▸ **WORK REQUIRED**
Count the lines in the records that contain the string "grass", matching case exactly, and give only the number.

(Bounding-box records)

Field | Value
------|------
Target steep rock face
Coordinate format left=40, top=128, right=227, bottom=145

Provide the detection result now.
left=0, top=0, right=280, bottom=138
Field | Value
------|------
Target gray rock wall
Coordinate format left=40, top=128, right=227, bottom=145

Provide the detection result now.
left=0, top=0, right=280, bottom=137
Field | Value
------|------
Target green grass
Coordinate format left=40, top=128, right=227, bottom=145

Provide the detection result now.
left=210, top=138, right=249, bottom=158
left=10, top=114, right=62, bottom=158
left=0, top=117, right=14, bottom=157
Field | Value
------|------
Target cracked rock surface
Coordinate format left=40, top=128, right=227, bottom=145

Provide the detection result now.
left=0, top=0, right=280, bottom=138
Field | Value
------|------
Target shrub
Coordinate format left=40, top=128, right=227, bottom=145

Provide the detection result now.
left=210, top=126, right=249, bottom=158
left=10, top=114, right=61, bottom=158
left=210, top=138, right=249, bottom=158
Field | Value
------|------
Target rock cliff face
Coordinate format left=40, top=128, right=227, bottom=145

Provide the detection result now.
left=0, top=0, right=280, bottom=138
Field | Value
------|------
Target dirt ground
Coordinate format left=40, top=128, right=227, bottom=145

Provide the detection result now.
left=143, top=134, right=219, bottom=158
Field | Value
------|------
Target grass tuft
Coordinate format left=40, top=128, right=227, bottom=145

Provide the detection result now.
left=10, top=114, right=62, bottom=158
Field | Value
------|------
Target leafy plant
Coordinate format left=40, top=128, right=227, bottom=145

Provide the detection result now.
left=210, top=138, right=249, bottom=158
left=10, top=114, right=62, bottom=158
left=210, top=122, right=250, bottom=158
==
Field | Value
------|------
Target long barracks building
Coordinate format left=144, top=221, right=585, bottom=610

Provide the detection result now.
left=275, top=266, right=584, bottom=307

▸ **RESULT OF THIS TASK**
2